======== EXCERPTED RECORDS ========

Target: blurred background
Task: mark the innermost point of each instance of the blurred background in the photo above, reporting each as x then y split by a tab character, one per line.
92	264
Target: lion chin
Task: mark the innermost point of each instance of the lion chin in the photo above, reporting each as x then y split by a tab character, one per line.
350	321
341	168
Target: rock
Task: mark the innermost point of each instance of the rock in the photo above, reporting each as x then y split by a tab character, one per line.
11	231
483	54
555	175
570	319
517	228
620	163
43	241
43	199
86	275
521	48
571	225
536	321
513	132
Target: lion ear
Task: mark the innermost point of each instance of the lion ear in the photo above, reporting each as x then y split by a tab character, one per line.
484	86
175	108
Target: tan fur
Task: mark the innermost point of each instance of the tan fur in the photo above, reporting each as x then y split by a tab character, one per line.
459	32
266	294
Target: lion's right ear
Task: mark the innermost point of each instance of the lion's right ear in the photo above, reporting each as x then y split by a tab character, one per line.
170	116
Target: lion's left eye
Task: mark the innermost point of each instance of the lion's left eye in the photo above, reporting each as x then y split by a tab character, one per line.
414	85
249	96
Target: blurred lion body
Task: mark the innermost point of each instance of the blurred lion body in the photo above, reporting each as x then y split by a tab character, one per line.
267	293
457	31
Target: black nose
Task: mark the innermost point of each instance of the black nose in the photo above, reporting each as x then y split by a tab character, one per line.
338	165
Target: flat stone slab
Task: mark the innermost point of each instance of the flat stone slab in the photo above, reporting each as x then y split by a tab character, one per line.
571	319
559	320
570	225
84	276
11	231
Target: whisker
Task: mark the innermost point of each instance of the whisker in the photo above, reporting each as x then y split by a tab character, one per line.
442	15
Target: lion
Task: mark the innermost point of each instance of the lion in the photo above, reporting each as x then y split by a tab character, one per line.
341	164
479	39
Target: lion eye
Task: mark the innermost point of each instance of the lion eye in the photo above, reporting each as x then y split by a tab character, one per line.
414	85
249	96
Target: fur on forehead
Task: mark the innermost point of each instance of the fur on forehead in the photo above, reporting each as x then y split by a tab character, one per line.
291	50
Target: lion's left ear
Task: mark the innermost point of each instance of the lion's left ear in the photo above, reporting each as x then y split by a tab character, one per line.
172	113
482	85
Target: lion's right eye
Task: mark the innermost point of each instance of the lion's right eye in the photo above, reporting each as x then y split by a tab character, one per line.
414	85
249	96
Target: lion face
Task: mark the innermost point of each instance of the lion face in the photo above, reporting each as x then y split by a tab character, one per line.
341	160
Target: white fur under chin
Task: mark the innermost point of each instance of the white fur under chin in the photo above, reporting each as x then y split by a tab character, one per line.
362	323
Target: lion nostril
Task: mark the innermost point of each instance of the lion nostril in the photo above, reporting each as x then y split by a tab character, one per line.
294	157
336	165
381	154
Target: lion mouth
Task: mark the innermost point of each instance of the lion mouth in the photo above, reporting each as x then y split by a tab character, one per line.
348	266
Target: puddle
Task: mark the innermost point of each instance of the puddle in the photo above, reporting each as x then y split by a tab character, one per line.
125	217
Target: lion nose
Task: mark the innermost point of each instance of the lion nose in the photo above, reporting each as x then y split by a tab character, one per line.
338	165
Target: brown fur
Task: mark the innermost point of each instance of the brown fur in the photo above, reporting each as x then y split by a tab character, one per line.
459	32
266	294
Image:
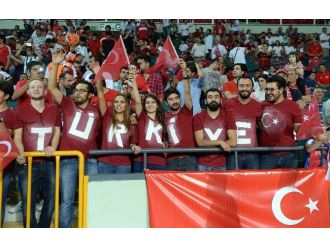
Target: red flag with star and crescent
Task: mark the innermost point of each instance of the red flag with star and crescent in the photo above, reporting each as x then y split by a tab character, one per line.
8	150
167	59
116	59
271	198
311	126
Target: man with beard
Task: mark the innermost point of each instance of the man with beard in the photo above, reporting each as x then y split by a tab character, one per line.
81	126
280	117
214	128
230	88
37	128
246	113
179	125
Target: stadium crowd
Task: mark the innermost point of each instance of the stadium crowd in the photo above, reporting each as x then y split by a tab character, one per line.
231	88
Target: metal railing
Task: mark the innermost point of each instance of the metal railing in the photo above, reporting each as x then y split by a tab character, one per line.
57	155
147	151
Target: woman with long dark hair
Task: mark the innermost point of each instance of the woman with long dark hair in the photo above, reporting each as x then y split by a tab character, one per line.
117	133
151	128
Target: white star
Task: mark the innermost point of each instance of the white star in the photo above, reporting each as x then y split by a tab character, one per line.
312	205
275	121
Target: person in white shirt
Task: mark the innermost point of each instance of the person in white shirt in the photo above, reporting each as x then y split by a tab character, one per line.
325	40
218	49
237	54
198	50
208	40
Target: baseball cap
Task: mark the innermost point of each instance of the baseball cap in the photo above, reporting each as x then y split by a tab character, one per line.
281	70
58	46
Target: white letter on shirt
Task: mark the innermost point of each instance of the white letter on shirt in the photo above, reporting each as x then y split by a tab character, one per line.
241	132
82	134
172	131
153	130
120	129
41	132
215	136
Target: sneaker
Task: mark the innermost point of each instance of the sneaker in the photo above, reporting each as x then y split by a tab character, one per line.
15	209
39	205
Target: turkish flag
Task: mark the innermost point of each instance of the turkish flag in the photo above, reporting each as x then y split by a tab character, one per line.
116	59
256	198
167	59
312	125
8	150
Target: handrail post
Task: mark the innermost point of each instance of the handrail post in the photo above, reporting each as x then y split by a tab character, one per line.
80	188
1	181
29	185
57	189
236	160
145	158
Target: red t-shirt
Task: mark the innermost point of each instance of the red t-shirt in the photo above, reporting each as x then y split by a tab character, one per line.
150	135
109	96
180	130
230	86
245	117
277	123
81	127
214	130
24	100
8	118
4	54
119	138
142	32
38	128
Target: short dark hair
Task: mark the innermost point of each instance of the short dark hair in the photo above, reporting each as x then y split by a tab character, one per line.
281	83
242	66
32	64
7	88
249	78
212	90
170	91
90	86
144	57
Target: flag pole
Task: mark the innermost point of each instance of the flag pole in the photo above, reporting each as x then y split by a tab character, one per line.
173	47
121	40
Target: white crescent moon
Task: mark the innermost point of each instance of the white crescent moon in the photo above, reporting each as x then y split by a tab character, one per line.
262	119
116	55
8	144
276	206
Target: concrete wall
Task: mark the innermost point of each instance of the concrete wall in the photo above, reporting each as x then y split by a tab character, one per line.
118	200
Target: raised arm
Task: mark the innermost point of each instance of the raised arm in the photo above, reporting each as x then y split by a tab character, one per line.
187	96
100	94
135	91
52	80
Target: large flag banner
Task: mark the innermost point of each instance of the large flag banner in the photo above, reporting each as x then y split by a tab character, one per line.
311	126
167	59
116	59
8	150
277	198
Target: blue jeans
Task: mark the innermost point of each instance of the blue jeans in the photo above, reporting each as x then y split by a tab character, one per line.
185	163
210	168
6	177
68	184
138	167
270	161
44	173
245	161
105	168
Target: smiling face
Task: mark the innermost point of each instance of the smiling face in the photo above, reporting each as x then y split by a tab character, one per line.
120	104
151	105
173	101
36	90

========

#### DIRECTIONS FOR THIS TASK:
Output the data exactly. Pictures don't belong in the result.

#### RESULT OF THE TASK:
Target: blurred background
Task: mark the innermost point of each instance of the blurred background in the photo above, reporting each as x then y split by a tab character, one per line.
92	264
Target: lion chin
Task: mark the innermost point of each instance of the lion chin in the photo above, reporting each as x then y split by a tab character, one per line.
350	321
341	168
Target: rock
Task: mark the innermost point of each instance of the rock in the photo above, reporting each as x then y split by a tab character, one per line.
11	231
483	54
555	175
570	319
517	228
620	163
43	241
43	199
86	275
521	48
571	225
536	321
513	132
Target: lion ear
Task: mark the innermost point of each instance of the lion ear in the photo above, reporting each as x then y split by a tab character, one per line.
484	86
175	108
Target: tan fur
Task: mark the innermost point of each instance of the tan fur in the photo above, reporting each as x then y split by a tab character, one per line.
459	32
266	294
Target: lion's right ear
Task: mark the innermost point of each instance of the lion's right ear in the photo above, reporting each as x then y split by a tab character, one per line.
170	116
Target: lion's left eye
Task: mark the innermost point of each instance of the lion's left eye in the photo above, reporting each as x then y split by a tab character, one per line.
414	85
249	96
Target: blurred lion body
Task: mark the innermost point of each instance of the blurred lion body in the photo above, reporting each as x then y split by a tab character, one per line.
267	293
457	31
Target: black nose
Task: mark the innermost point of each instance of the black nose in the photo above, reporting each as x then y split by a tab character, one per line.
338	165
Target: flat stone slab
Task: mark the innermost point of each instance of the flat stone slab in the photo above, reporting each as x then y split by a tab character, one per line.
571	319
559	320
570	225
84	276
11	231
Target: whisker
Task: mark the innermost point of each instance of the whisker in the photo above, reporting each as x then y split by a tab character, one per line.
442	15
Target: lion
Task: mark the innermost point of each instance of the lion in the photo above, reporting each as x then y split by a tab character, one per line.
341	164
479	39
Target: lion eye
Task: mark the innermost point of each instance of the lion eye in the photo above, reporting each as x then y split by a tab character, one per line.
414	85
249	96
Target: fur on forehead
Task: mark the innermost point of each instance of the fur on forehead in the photo above, reporting each as x then y split by a tab character, one per line.
291	50
Target: lion's left ear
Task: mark the innermost point of each instance of the lion's left ear in the photo above, reporting each as x then y split by a tab character, one per line.
172	113
482	85
Target: lion's right eye
Task: mark the innermost point of each instance of the lion's right eye in the photo above, reporting each as x then y split by a tab character, one per line.
414	85
249	96
Target: lion face
Task: mark the innermost point of each instance of the lion face in the photo above, reporting each as x then y split by a tab character, one per line.
341	160
Target: white fur under chin
Task: mark the innermost point of each instance of the white fur under chin in the photo above, reporting each as x then y split by a tab character, one per line.
362	323
Target: lion nostril
Task: mark the innermost point of each instance of the lion nostril in the photo above, reporting each as x then y split by a tab character, one per line.
294	157
336	165
381	154
Target: lion mouth
Task: mark the innermost point of each instance of the lion mouth in the photo above, reporting each as x then y split by a tab character, one per line.
348	266
Target: puddle
Task: mark the innermost point of each instance of the puddle in the photo above, reporting each as x then y split by a tab character, one per line.
125	217
Target: lion nose
Task: mark the innermost point of each instance of the lion nose in the photo above, reporting each as x then y split by a tab character, one per line.
338	165
Target: brown fur
Task: mark the innermost point of each instance of the brown fur in the photo above, reporting each as x then y split by a tab character, one per line.
459	32
266	294
Image:
Target: red flag with star and crescent
Task: mark the innermost point of each instance of the red flag with star and crescent in the photo above, reporting each as x then y split by a tab character, one per line.
8	150
167	59
116	59
271	198
311	126
Target: man with beard
Task: mark the innermost point of each instance of the man with beard in the photo above, reporting each as x then y split by a tab character, one per line.
81	126
280	117
214	128
230	88
37	128
246	113
179	125
Target: stadium crowd
Task: mark the innermost point of each instance of the stadium crowd in the photo above, reporting each as x then y split by a tab character, one per line.
231	88
Target: metal railing
Task: mark the innermost point of each instance of the metal railing in the photo above, reporting each as x then y split by a tab character, one per line.
57	155
147	151
Target: woman with long dark hair
Task: mark the innermost point of each instance of the woman with long dark hair in the photo above, reporting each as x then y split by a tab character, one per line.
117	133
151	128
Target: white star
Task: mark the innermost point of each instance of the white star in the photo above, reporting each as x then y split by a tab character, one per line.
312	205
275	121
Target: person in white shirt
Task: mark the innermost point of each instance of the person in white shirt in the photo above, reporting each as x then y split by a tab character, one per line.
325	40
218	49
237	54
198	50
208	40
Target: baseball cap
Task: mark the innermost point of each instance of the baseball cap in the photo above, reporting each as x then y split by a tab character, one per line.
281	70
58	46
Target: white letter on shirt
Task: mark the innermost point of each instance of the white letter on shirt in the photo above, reporting each as x then y split by a tab character, one per line.
241	132
82	134
172	131
153	130
120	129
41	132
215	136
Target: sneaker
Task: mark the innermost point of each instance of the sneaker in the photo above, reporting each as x then y split by a tab character, one per line.
15	209
39	205
Target: turkish flag
Task: mark the innermost point of each instance of the turkish flag in the photo above, reporting each as x then y split by a tab character, one per line.
116	59
256	198
167	59
312	125
8	150
Target: handrail post
Task: mark the innermost point of each instance of the handrail post in the photo above, reporting each as x then y split by a tab character, one per line.
80	188
1	181
29	185
57	189
236	160
145	158
Target: red t-shirt
Task: mark the innermost point of each instance of the red t-shirt in the photo above, reporting each as x then y split by a tab character, one per line.
150	135
109	96
180	130
230	86
245	117
277	123
81	127
214	130
24	100
8	118
4	54
119	138
142	32
38	128
Target: short dark hair
Task: mark the innermost point of each instance of the short dark hair in the photo above, reporting each as x then y split by a tab character, one per line.
281	83
242	66
32	64
7	88
249	78
212	90
170	91
90	86
144	57
Target: flag pole
Task: mark the innermost point of each instance of the flag pole in the photo above, reporting each as x then y split by a tab character, one per line.
173	47
121	40
Target: white crescent moon
Task: mark the innermost point of each instance of the white crescent moon in the photo above, reporting each as x then y split by a tab character, one per line.
262	119
116	55
8	144
276	206
Target: concrete wall
Task: mark the innermost point of each instance of the concrete wall in the photo above, reporting each as x then y split by a tab character, one per line.
118	200
Target: raised arm
Task: mark the innermost point of each instance of the raised arm in the photo above, reporting each as x then y split by a tab character, one per line.
187	96
100	94
135	91
52	80
Target: large flag banner
Task: mark the innermost point of each instance of the large flag banner in the photo above, reporting each as x then y split by a tab character, one per line.
311	126
167	59
116	59
8	150
277	198
Target: blue jeans
Task: mark the innermost point of each instance of the blue jeans in the photo above, reporting each as x then y split by a tab character, one per line.
185	163
210	168
6	177
68	184
138	167
270	161
44	173
245	161
105	168
Target: smiling face
Task: mark the innermost point of each instance of the smiling face in the photo above, reporting each as x then y split by a tab character, one per line.
120	104
151	105
173	101
36	90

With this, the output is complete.